» GIVEN TEXT
The reasoning would be
 
1  The closely observed sett would thus have triple drug treatment of the active and latent M bovis infected badgers and if this was continued for at least 9 months it could eliminate infection from that sett.  It could also prevent newborn badgers from becoming infected if treatment was started months before their birth.
 
2  All the setts in possible contact with each other would have to be treated simultaneously.
 
3  If multiple drug resistant M bovis developed (part of the monitoring) then that group of badgers would have to be culled as it could spread to other badgers or the programme halted because it would be useless.
 
4. If such resistant M bovis infected a human which would be very unlikely, that human is anyway very unlikely to pass it on to another human (though this has been recorded on rare occasion that M bovis produces lung disease and shedding in sputum).  An epidemic of resistant M bovis in humans would not happen as it is essentially a preventable zoonosis by pasteurisation of milk and indeed is prevented by this means in the UK.  Another reason an outbreak of resistant M bovis is unlikely to happen in humans at all is that the resistance of slow growing mycobacteria, M bovis and M tuberculosis, to antibiotics is caused by mutations in chromsomal genes.  The resistant organism itself must be acquired as an infection to give rise to an epidemic.  The resistance is not on promiscuous genetic elements that can be spread to other mycobacteria species.
 
5  Having small numbers of closely observed and monitored setts would necessitate reduction in the badger population, at least of infected setts (ie latrine PCR positive for M bovis).
 
6  However vaccination with the live attenuated vaccine BCG would not be successful if treatment was being given simultaneously (vaccine is killed by treatment), so perhaps vaccination could follow the treatment in infected areas to try to ensure it does not return.  There is no reason why oral vaccinia with an immunity boosting M bovis protein should not be put in oral bait as well.  Giving vaccination by aerosol is not something that has been studied at all for TB but this should be looked at as an ideal method for animals in a sett to vaccinate them all.
 
7  Birth control would be a way of reducing the population without the suffering of culling, the consternation of animal rights people, and be unlikely to perturb badger society.
 
A question that I couldn't answer is whether it is possible to get the badgers to eat sufficient of the bait daily for 9 months so that the triple drug therapy had an opportunity to work.  In a way the badgers of the treated setts would have to be trained.  People have no difficulty getting badgers to come to their gardens and eat peanuts for example.  If the setts of the badgers are mapped (as they have been in the North Pembrokeshire Cull area) and badger devotees adopted setts so that all were accounted for the badgers could be 'trained' or accustomed to eating a favourite bait near or at their sett entrances every day, tasty pellets that could then be exchanged for drug containing tasty pellets. 
 
A method such as this could only be used in a developed country and would have to have the full co-operation of people.
 
I have corresponded with badger trust people in Wales and they are implacably against population control of badgers by birth control methods.
 
I also suspect that DEFRA and the HPA would never countenance the treatment of badgers with triple drug therapy.  The EU rules would be a problem I am sure. 
 
In conclusion I do think Colin's idea is more interesting and feasible than I thought as a first reaction.  It could be very effective, better than anything else proposed at present.  
 
The problem is that to do anything other than killing is obstructed and slowed for lots of different reasons, rules, bureaucracy, vested interests and scientific difficulties, so that nothing new can be given a try.  And of course the killing of badgers is also opposed- an exception in the animal world and in the light of our response to FMD infection one that is understandably held as valuable.  This is where birth control comes in for population reduction.  Such methods are not yet finally developed for mammals but vaccination against chorionic gonadotrophin may be a safe method. 
 
Why should the Irish be at the stage of trialling oral vaccine for badgers and yet we be 5 years away from it?

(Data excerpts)
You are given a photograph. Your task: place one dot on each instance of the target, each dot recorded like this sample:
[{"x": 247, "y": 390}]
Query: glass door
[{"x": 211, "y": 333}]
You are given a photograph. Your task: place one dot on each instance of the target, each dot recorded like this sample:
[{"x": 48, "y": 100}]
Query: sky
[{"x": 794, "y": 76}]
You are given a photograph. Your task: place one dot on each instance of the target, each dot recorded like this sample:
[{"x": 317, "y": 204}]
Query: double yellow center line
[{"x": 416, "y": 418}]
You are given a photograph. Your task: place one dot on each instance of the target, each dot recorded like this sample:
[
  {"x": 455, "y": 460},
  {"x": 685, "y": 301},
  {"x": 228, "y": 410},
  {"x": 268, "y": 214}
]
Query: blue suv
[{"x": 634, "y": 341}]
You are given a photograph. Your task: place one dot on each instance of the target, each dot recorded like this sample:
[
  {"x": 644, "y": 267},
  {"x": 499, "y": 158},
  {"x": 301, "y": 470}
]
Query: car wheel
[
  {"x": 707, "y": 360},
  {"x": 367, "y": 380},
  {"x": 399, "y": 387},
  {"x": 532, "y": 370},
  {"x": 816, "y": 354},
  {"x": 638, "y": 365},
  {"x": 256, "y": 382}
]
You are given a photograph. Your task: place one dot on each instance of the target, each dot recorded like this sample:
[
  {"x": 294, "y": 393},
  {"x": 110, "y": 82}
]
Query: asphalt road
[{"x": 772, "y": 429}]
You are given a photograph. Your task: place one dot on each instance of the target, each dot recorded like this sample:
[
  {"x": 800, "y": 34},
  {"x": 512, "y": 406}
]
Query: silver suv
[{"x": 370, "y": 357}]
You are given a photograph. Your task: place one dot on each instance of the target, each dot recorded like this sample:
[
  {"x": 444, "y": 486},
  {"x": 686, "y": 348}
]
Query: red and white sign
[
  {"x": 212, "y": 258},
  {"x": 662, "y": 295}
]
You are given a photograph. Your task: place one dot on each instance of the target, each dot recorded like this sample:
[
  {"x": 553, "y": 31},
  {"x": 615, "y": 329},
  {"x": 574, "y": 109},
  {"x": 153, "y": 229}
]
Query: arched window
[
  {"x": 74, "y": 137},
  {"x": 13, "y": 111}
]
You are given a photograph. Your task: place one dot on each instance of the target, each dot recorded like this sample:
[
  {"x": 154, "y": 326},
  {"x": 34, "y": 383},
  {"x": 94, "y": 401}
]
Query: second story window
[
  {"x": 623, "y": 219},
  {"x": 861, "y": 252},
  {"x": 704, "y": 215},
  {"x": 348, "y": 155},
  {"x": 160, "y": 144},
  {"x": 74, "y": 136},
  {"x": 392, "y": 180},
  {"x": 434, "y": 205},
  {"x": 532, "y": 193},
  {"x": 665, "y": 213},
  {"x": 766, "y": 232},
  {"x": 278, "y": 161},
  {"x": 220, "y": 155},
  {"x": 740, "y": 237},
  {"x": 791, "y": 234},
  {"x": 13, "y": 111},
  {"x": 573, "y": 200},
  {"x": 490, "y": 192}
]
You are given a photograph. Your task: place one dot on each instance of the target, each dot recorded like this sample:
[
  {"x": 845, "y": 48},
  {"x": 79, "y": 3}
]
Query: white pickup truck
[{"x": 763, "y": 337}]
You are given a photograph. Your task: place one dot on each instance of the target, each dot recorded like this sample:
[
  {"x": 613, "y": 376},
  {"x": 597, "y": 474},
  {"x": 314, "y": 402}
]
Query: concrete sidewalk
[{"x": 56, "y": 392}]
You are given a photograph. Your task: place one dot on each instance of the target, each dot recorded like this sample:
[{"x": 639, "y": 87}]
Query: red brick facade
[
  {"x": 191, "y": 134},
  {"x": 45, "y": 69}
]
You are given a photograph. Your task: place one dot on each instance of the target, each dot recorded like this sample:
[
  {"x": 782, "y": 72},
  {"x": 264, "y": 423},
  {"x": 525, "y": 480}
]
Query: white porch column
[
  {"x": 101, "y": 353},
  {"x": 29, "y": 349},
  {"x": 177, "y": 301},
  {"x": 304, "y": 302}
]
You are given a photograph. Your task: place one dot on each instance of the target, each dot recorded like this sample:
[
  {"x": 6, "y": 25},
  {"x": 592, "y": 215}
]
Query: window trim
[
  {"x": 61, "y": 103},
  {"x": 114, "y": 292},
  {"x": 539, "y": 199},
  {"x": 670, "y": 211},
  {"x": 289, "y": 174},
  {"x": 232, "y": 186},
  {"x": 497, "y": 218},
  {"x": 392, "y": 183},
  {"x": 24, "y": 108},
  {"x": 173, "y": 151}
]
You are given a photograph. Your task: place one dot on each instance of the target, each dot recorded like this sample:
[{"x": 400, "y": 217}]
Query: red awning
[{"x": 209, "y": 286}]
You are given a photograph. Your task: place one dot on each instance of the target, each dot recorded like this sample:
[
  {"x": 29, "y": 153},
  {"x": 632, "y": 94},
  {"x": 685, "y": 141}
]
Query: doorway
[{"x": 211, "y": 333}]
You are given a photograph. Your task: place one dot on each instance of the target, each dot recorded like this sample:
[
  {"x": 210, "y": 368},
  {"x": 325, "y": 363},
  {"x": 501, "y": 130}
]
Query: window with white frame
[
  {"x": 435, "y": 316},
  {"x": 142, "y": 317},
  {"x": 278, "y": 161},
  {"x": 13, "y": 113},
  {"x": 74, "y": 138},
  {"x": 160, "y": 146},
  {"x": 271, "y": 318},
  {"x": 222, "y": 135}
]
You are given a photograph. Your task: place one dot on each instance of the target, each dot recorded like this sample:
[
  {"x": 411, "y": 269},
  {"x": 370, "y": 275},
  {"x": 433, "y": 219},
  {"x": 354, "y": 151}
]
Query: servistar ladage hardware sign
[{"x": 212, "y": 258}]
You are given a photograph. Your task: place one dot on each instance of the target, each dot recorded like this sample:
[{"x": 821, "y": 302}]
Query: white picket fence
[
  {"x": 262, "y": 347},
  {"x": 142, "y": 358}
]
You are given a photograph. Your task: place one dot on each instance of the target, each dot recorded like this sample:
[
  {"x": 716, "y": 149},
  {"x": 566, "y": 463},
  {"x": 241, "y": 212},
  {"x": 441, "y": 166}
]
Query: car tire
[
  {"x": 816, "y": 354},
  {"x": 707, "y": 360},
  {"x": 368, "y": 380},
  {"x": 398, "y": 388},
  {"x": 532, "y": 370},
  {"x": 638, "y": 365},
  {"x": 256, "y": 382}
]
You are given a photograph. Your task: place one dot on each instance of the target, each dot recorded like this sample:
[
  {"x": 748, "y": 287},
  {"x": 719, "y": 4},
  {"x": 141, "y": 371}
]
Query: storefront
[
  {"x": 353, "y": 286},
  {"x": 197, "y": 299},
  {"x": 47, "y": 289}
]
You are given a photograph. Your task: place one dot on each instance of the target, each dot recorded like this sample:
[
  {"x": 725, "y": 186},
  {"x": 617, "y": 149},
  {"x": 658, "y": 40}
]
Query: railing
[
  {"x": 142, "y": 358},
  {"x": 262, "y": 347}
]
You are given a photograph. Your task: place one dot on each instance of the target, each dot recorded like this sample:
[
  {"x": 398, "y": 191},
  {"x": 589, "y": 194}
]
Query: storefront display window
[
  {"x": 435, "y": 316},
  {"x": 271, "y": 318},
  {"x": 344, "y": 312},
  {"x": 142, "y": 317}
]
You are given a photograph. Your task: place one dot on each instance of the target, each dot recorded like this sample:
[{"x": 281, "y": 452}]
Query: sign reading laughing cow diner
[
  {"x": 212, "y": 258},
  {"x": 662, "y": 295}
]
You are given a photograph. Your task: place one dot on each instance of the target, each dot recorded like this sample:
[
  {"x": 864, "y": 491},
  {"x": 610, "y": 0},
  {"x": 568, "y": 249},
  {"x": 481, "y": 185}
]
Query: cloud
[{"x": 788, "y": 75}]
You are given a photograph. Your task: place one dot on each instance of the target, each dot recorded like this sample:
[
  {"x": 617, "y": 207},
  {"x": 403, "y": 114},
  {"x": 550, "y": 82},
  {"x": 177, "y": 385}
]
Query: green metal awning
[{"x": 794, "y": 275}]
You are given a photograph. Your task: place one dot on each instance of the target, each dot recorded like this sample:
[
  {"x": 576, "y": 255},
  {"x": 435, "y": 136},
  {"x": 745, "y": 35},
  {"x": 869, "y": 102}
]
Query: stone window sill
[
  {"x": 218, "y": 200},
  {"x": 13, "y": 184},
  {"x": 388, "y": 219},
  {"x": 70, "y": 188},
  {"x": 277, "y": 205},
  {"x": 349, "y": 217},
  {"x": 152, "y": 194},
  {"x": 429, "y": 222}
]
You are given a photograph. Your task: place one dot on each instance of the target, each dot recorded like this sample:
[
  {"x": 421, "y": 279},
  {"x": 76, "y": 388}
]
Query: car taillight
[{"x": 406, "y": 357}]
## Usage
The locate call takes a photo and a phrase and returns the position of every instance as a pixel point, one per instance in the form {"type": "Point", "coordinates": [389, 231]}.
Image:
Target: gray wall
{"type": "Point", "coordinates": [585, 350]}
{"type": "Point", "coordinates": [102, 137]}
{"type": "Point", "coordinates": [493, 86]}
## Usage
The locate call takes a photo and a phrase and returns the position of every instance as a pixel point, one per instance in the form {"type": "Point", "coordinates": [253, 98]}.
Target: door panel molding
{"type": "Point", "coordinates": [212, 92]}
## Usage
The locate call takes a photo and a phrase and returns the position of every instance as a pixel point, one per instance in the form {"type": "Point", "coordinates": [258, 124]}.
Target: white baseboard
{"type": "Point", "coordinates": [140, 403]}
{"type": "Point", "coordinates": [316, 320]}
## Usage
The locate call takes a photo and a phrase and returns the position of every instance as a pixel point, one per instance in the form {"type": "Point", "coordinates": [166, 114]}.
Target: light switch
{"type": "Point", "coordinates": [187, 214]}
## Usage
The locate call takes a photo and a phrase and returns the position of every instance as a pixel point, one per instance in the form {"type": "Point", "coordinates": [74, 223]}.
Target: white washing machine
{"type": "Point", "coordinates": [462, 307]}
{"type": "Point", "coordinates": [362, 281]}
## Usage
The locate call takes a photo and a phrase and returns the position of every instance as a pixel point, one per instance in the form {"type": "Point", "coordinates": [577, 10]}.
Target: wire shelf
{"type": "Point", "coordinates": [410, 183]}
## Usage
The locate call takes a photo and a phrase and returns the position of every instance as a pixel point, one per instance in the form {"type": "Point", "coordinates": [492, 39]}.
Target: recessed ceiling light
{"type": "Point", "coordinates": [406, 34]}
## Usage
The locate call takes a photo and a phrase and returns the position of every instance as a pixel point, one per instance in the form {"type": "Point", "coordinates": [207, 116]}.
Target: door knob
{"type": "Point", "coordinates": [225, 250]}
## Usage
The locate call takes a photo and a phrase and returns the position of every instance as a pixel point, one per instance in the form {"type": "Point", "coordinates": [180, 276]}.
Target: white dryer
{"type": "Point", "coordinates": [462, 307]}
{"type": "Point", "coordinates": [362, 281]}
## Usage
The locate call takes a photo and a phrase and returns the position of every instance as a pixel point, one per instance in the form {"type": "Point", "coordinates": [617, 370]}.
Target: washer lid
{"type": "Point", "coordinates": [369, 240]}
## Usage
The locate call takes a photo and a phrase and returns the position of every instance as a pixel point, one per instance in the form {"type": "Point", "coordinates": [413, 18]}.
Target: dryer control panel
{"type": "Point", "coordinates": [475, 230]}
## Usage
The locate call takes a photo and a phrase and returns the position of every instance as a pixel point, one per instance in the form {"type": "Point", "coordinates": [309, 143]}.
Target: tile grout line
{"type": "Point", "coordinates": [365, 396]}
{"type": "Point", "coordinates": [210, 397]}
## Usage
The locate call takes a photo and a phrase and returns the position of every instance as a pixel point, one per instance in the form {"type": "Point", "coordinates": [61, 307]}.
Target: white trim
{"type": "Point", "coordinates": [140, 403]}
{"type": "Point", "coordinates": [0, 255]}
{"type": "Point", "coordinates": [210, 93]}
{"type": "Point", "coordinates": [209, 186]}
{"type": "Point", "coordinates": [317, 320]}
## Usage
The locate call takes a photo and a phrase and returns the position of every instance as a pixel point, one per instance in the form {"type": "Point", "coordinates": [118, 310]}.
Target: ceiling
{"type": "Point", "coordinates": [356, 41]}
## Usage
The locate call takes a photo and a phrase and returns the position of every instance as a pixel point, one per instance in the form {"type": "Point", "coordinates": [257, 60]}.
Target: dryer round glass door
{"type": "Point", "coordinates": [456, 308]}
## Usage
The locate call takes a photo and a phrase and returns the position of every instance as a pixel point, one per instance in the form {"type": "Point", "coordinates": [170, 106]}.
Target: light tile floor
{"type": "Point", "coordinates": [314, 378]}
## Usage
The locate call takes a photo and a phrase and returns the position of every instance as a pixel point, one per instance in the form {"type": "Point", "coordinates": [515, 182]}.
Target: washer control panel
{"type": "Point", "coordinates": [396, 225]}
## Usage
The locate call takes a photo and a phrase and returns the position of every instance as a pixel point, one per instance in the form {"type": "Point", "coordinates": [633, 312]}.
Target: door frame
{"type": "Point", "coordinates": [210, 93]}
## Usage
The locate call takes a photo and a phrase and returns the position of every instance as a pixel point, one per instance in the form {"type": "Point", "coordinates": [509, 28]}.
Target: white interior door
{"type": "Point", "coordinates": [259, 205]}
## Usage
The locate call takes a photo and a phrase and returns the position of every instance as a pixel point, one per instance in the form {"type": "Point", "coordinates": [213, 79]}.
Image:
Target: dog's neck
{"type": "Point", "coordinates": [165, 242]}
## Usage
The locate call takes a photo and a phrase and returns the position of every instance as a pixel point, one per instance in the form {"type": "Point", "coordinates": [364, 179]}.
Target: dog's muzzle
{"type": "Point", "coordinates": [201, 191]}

» WORK REQUEST
In the text on treating badger setts for M bovis, why would vaccination with BCG not succeed if given during treatment?

» RESPONSE AREA
The treatment kills the live attenuated vaccine.